- Extract to read
Let's assume that we're in Construction iteration number 5 of the Behemoth DW. During each of the first four iterations we implemented the functionality required to support several use cases and now we're about to do the same during this iteration. For each use case your general strategy is the same:
- Identify the required data elements. Because we've taken the time to write up high-level report specifications, such as the one in Figure 3, during Elaboration this will be fairly straightforward. Otherwise, we would have had to work closely with our stakeholders during this iteration to either write up such specifications or simply to sketch out what the report might look like. Either way, we likely won't identify all of the data elements that we will need for the entire iteration, but we'll get most of them. Even if we could develop a complete list our stakeholders will likely change their minds once they see what we've built, so we need want to be prepared to handle additional elements later in the iteration.
- Identify the source(s) of the data elements. For each element we need to identify the best source for it. Sometimes we will already have the element within the DW, and on the surface it may appear that we have all the work done for it, but we still want to ensure that this is true. Earlier in the project we may have captured a subset of the overall data for that data element but that may not be sufficient for this new report. For example, perhaps we've captured stock information for all dry goods but now we have a requirement to also capture stock information regarding food, information that comes from a new data source. Some data elements will be completely new to us and we won't have extracted them yet.
- Evolve DW data schema to accept new data elements. We will need to add new columns, and perhaps even new tables, to store the new data elements. We may even find that we need to refactor some aspects of the existing database schema in order to maintain the quality of the database design.
- Develop extraction code to obtain the missing data elements. For each element we'll need to develop code to extract, transform/cleanse it if necessary, and load it to the DW. Dealing with legacy data problems, from the analysis effort to judge the quality of the data to writing the transformation code to cleanse it, often proves to take the majority of the development time. When a data element occurs in a data source from which we're already extracting data then we merely need to add it to the existing extract code. If the element occurs in a data source which we haven't accessed yet then we have to gain access to the data source first. More on this below.
- Develop required reports. Sometimes we just need to make the data available for querying and sometimes we're developing a full-fledged report. In the case of the latter, or when we're extending an existing report, we're going to need to do some coding.

- Written exercise A
Condense the paragraph of the data warehouse text that begins "Develop extraction code to obtain the missing data elements" into a short bulleted list that keeps its main facts.
- Written exercise B
From the data warehouse text, extract verbatim the part that opens with the words containing "- Develop required" and closes with "do some coding.".
The lines that follow are not needed for any task here.

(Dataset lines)
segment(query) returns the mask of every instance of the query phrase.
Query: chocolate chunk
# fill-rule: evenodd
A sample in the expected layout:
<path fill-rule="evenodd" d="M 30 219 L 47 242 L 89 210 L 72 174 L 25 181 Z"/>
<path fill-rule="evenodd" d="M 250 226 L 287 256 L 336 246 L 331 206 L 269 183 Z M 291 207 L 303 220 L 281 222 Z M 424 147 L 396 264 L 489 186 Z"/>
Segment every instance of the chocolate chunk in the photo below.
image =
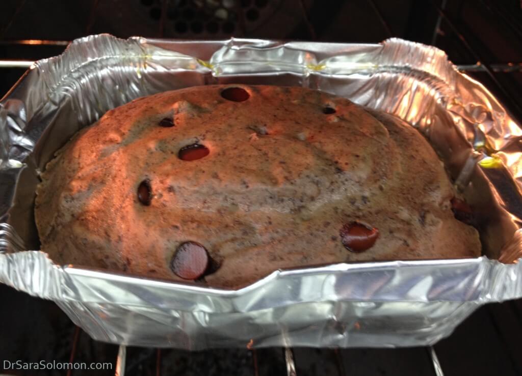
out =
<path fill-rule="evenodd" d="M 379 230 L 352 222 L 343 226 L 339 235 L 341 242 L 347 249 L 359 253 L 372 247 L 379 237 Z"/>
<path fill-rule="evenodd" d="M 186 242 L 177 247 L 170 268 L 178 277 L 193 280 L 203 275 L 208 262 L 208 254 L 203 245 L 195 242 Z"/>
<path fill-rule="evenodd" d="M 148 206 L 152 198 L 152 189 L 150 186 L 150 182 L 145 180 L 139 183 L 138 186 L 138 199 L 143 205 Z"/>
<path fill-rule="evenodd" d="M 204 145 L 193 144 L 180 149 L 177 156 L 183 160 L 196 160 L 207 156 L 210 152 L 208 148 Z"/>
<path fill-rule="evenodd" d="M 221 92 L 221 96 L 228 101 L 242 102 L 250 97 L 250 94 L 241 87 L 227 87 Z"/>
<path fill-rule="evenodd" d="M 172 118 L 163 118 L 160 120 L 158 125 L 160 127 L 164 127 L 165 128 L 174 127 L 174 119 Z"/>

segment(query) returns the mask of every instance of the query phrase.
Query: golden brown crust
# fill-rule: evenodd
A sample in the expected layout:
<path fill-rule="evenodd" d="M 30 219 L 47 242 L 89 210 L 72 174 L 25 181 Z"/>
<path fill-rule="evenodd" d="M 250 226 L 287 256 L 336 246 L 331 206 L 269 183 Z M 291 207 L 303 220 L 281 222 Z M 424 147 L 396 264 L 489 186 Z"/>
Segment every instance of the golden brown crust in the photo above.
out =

- Exercise answer A
- Write code to extract each missing data element, transform or cleanse it as needed, and load it into the DW.
- Handling legacy data problems, from judging data quality to writing cleansing code, often takes most of the development time.
- If the element comes from a source already being extracted, add it to the existing extract code.
- If it comes from a source not yet accessed, first gain access to that source.

- Exercise answer B
- Develop required reports. Sometimes we just need to make the data available for querying and sometimes we're developing a full-fledged report. In the case of the latter, or when we're extending an existing report, we're going to need to do some coding.